ТЕКСТ ДЛЯ ЧТЕНИЯ:
+ + + + +

Женя, это вообще-то довольно частая история. Потому что люди с воображением не отметают ни одного варианта. Например, Вячеслав Всеволодович Иванов любил фраппировать друзей и коллег, говоря, что, например, верит в инопланетян. Что в истории человечества есть как минимум 2-3 случая, когда инопланетяне явственно вмешались. Вот я не хочу отметать эту возможность. Я не верю, но мне хотелось бы верить.
Довольно часто бывает, что люди абсолютно рациональные верят в абсолютно иррациональные вещи. Самый известный случай — это Нильс Бор. К нему пришли журналисты брать интервью и видят — над столом висит подкова. Они говорят: «Неужели вы верите в такую старую примету?». — «Знаете, веришь не веришь, а оно всё равно помогает».
Вера помогает каким-то образом. Она вносит какой-то иррациональный элемент в вашу жизнь. И может быть, настоящему мыслителю и не присуща такая уж функциональная картина мира, потому что он видит всю иррациональность, всю невместимость картины мира в рациональные представления.
Это тема романа «Океан»: всегда есть какой-то кусочек пазла, который выламывается из него. И это один из основных принципов, одна из основ конструкции мироздания. Ну помните — Эйнштейн просит Бога показать формулу мироздания, тот ему показывает. «Господи, ошибка здесь и здесь». — «Я знаю». Всегда хочется верить в какой-то такой иррациональный момент.
«Посмотрели ли вы «Общагу» по Алексею Иванову?». Да нет, я пока ее не смотрел. Как-то у меня нет особого желания смотреть. Может быть, потому, что это такой полудетский роман, хотя очень хороший — Алексей Иванов хорош всегда. А может быть, потому, что в этом фильме, как говорят, очень мало осталось от романа. Я посмотрю потом. Сейчас, понимаете, мне надо посмотреть такое количество картин, которые надо смотреть просто по работе, срочно — фильмы, посвященные насущным проблемам ХХ столетия. Может быть, со временем.

+ + + + +

ИСХОДНЫЕ ДАННЫЕ:
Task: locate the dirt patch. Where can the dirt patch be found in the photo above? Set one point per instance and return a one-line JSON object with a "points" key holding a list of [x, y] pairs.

+ + + + +

ЦЕЛЬ ЗАДАНИЯ: Что, согласно тексту для чтения, висело над столом Нильса Бора, когда к нему пришли журналисты?

ОТВЕТ НА ЗАДАНИЕ: Над столом Нильса Бора висела подкова.